> **SELECTED PASSAGE**
• • • • •

Only in so much as it’s more information and the last time I brought it up there was disagreement on what to include. People were also a bit concerned about giving people a false sense that they could regenerate the lock file exactly as it was. And since there could be variance between runs due to new version releases it won’t be the same.

Add in the file getting updated by e.g., Dependabot which wouldn’t be captured by this information and it gets a bit murky as to the utility of the data. Maybe just the tool name is good enough? Or tool and version? But once again, the instant another tool like Dependabot touches the file it isn’t totally accurate anymore.

That plan existed because I started PEP 751 before PEP 740 got accepted. Now that PEP 740 is accepted and a standard I personally think it’s worth including as it improves the security details to help with auditing and I assume installation as well (it might not be obvious, but I tried to go through PyPA specifications - Python Packaging User Guide and pull in anything that seemed relevant for installation).

So yes, let’s have a discussion with @woodruffw about this. :smiling_face: (And I’m going to mention @dustin as the other security person I know who has participated in previous discussions of this PEP.)

• • • • •

> **LISTED ENTRIES**

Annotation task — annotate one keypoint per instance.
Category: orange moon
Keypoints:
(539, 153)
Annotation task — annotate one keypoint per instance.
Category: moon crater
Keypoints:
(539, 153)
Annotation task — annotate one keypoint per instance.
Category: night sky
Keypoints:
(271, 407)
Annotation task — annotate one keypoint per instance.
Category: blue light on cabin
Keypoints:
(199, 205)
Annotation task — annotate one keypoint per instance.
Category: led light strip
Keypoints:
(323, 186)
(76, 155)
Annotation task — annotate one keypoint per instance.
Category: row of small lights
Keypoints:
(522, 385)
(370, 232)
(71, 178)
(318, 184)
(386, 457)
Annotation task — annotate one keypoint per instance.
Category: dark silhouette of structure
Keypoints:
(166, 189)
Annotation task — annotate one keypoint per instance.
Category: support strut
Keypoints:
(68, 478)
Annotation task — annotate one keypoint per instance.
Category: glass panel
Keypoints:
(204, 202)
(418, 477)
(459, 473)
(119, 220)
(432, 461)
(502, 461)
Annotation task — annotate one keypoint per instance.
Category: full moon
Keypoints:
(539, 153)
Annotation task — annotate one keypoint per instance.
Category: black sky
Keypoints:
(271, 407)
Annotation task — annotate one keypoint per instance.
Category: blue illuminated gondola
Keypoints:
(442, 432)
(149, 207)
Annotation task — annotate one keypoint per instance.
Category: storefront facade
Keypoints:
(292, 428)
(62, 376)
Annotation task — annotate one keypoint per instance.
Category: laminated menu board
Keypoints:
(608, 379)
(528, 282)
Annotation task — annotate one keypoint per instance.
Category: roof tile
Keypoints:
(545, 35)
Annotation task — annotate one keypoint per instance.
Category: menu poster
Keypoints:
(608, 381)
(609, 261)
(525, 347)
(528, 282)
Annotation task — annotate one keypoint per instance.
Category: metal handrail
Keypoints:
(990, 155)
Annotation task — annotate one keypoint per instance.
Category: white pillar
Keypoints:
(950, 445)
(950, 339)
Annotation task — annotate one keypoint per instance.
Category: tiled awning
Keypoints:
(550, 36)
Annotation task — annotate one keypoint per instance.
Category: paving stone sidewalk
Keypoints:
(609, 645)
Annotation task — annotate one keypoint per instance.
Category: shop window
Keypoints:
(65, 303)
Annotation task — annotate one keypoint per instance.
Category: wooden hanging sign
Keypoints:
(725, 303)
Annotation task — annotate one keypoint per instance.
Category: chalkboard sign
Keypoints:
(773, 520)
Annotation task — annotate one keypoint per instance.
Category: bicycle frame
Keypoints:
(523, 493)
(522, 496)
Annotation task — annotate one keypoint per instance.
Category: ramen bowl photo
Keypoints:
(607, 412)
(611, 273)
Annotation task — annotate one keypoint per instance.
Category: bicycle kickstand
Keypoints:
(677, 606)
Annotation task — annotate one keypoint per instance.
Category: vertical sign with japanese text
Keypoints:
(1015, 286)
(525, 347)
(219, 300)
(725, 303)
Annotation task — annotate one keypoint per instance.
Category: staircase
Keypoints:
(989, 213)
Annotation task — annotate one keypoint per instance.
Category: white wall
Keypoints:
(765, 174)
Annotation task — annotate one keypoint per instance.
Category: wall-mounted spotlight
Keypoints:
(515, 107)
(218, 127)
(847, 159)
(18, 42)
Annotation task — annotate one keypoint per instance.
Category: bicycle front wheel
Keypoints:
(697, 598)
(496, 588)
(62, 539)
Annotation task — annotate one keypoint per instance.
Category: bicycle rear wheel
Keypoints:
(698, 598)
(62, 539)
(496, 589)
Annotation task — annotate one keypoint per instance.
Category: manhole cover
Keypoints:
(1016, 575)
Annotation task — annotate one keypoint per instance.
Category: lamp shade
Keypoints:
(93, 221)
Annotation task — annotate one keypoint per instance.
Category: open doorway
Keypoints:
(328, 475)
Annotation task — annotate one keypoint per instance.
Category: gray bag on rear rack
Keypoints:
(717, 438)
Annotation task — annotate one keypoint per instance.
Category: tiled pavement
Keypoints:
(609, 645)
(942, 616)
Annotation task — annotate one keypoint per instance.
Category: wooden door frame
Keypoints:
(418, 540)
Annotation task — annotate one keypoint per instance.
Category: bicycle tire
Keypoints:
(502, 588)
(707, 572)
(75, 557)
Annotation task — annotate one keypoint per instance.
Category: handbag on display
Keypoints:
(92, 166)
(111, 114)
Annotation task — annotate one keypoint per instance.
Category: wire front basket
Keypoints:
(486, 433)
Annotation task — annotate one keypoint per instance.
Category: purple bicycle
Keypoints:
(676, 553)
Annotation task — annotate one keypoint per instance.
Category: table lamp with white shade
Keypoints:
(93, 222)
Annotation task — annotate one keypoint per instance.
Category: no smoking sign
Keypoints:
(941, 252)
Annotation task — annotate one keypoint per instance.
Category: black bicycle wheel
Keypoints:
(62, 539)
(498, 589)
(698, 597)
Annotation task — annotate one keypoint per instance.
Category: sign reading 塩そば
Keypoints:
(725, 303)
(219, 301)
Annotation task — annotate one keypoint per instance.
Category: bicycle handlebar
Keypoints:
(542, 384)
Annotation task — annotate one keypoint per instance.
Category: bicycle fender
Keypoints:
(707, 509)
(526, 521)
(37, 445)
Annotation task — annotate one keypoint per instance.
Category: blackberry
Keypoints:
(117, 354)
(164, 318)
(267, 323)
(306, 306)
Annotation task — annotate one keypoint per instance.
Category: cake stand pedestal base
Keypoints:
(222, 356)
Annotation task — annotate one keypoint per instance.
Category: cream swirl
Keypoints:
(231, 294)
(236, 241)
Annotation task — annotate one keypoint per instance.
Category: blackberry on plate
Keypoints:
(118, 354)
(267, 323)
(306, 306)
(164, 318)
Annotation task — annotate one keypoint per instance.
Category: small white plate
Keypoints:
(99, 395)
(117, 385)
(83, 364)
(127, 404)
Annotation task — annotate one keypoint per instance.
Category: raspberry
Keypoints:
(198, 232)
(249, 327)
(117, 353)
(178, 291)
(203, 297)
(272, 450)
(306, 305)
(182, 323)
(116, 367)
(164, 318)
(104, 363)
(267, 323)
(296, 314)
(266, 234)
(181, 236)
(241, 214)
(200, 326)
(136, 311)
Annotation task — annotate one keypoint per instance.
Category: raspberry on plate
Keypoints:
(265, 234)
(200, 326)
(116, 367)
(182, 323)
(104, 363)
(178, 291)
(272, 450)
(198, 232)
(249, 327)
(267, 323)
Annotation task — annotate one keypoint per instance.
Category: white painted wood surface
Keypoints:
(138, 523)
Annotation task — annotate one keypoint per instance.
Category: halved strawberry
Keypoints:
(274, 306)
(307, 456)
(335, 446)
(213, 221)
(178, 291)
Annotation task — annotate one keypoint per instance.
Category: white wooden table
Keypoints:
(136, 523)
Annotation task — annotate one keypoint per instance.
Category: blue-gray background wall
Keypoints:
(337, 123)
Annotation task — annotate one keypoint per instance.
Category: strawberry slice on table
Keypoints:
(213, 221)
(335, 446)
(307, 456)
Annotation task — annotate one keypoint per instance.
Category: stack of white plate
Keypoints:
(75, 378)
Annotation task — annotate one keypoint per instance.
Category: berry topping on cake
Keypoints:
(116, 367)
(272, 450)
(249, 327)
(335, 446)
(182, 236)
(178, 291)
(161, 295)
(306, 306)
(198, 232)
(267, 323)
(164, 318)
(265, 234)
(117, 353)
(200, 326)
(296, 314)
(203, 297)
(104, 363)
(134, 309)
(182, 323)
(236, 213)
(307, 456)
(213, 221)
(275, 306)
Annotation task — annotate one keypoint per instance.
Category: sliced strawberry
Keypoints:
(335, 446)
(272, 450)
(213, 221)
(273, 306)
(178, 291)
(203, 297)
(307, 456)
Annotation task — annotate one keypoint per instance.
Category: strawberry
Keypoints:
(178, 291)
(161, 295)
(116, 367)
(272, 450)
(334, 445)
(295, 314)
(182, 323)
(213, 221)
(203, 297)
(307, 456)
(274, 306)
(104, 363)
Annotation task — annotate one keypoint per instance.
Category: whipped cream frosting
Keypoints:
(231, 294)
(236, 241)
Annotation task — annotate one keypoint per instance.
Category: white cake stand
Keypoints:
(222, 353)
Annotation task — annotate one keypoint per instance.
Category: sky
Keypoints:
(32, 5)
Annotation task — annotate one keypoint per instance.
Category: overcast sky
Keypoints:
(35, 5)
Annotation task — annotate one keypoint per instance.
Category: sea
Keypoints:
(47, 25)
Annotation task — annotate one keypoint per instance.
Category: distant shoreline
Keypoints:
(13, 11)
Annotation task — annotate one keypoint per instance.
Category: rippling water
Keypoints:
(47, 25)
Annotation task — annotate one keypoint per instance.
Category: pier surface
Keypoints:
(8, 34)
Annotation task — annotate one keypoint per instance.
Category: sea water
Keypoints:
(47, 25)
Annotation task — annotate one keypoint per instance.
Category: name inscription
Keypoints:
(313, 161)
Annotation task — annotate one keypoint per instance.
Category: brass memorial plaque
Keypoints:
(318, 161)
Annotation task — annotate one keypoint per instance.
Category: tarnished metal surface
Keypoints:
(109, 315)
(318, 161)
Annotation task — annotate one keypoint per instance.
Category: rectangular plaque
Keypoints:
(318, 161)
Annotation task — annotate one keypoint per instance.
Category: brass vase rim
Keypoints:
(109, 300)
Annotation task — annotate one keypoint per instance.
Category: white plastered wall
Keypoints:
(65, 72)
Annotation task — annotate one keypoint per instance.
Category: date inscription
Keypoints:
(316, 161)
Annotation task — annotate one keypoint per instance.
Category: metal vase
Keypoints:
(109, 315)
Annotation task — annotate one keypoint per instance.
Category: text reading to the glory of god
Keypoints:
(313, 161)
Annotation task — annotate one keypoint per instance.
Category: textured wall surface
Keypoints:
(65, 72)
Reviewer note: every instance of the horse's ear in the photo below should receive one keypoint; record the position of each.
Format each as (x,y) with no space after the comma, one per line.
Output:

• • • • •

> **DIRECTIONS**
1. Decide whether each statement agrees with the lock-file post, and answer yes or no with the deciding words quoted from it. (a) The writer began PEP 751 before PEP 740 was accepted. (b) The writer says a tool such as Dependabot updating the file would be captured by this information. (c) The writer says separate runs will always produce the same lock file.
2. Duplicate the lock-file post from "Only in so much" up to and including "be the same.".

> **RESULTS**
1.
(a) Yes: "I started PEP 751 before PEP 740 got accepted."
(b) No: "Add in the file getting updated by e.g., Dependabot which wouldn’t be captured by this information"
(c) No: "since there could be variance between runs due to new version releases it won’t be the same."

2.
Only in so much as it’s more information and the last time I brought it up there was disagreement on what to include. People were also a bit concerned about giving people a false sense that they could regenerate the lock file exactly as it was. And since there could be variance between runs due to new version releases it won’t be the same.